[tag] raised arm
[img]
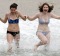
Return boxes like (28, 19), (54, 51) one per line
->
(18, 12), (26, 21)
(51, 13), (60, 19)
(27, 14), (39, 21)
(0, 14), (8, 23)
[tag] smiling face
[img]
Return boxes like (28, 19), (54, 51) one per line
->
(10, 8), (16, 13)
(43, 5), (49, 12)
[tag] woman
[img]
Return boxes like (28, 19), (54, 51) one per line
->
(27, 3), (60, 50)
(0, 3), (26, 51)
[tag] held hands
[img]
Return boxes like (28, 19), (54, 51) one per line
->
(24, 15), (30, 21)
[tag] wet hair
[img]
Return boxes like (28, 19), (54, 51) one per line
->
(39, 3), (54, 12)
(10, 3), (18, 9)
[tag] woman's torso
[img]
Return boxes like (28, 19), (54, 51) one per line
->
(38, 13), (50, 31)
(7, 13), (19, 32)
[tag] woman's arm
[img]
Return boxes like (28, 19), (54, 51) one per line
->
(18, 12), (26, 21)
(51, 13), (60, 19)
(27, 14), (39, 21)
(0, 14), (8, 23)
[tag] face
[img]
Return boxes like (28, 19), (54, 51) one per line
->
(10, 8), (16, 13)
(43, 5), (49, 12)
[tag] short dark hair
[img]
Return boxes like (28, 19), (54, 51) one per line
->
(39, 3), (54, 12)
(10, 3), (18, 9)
···
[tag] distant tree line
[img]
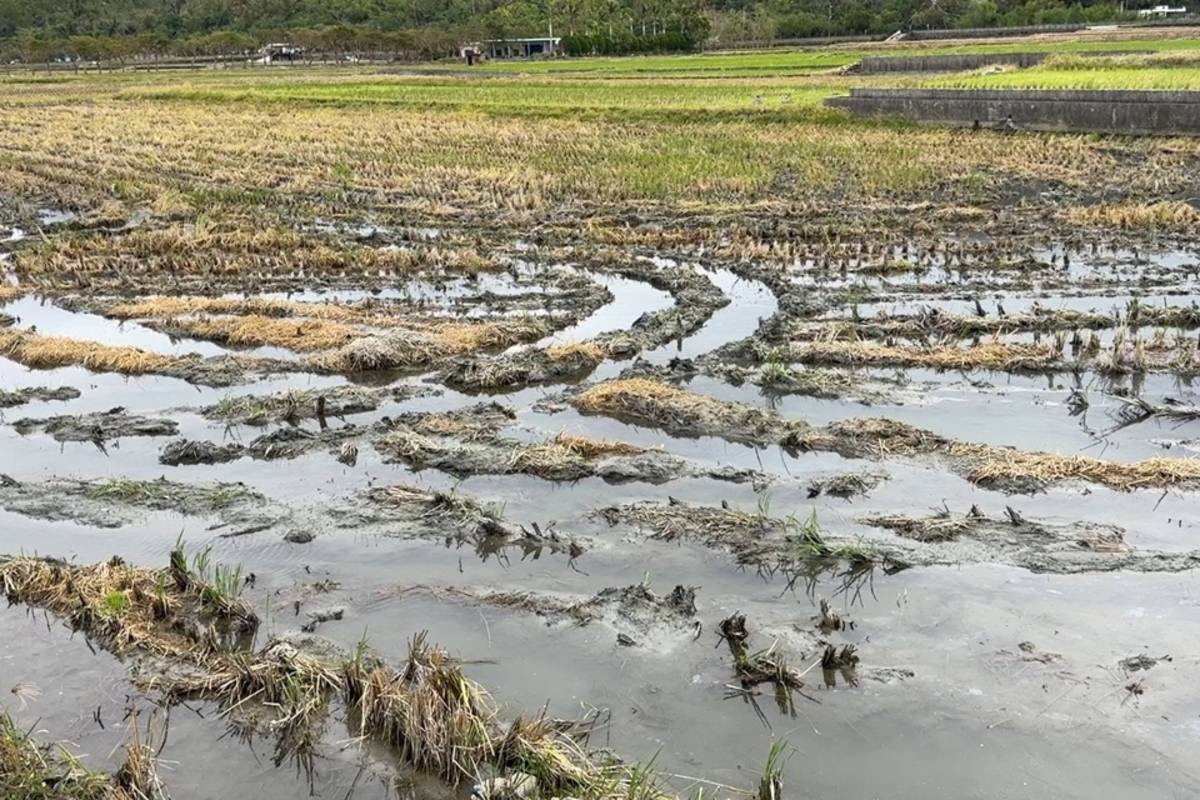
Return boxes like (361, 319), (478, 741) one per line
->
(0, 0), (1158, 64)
···
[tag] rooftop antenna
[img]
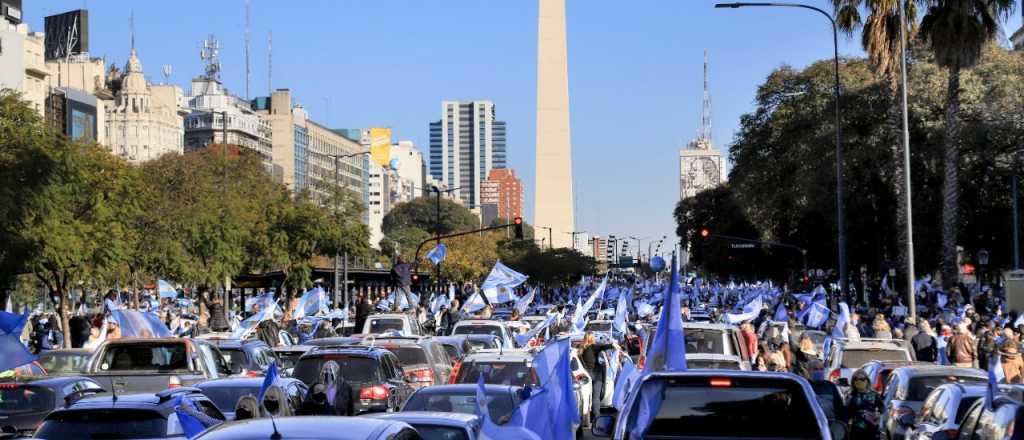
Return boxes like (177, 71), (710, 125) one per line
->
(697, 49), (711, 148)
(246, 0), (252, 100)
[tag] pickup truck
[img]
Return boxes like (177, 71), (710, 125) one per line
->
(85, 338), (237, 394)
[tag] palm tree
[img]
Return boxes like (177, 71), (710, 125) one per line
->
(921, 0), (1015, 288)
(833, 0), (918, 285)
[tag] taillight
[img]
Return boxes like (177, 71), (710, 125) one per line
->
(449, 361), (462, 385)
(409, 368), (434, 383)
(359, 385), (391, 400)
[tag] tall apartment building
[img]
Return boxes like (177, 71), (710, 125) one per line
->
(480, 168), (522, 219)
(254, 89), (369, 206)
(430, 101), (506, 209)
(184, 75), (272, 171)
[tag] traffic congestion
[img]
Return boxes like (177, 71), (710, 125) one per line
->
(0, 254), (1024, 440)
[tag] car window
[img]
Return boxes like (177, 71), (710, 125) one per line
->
···
*Tarefa*: Reúna, por favor, todas as linhas acima que contêm a palavra "woman" e copie cada uma sem alterações.

*Resposta completa*:
[tag] woman
[tag] woman's torso
[tag] woman's arm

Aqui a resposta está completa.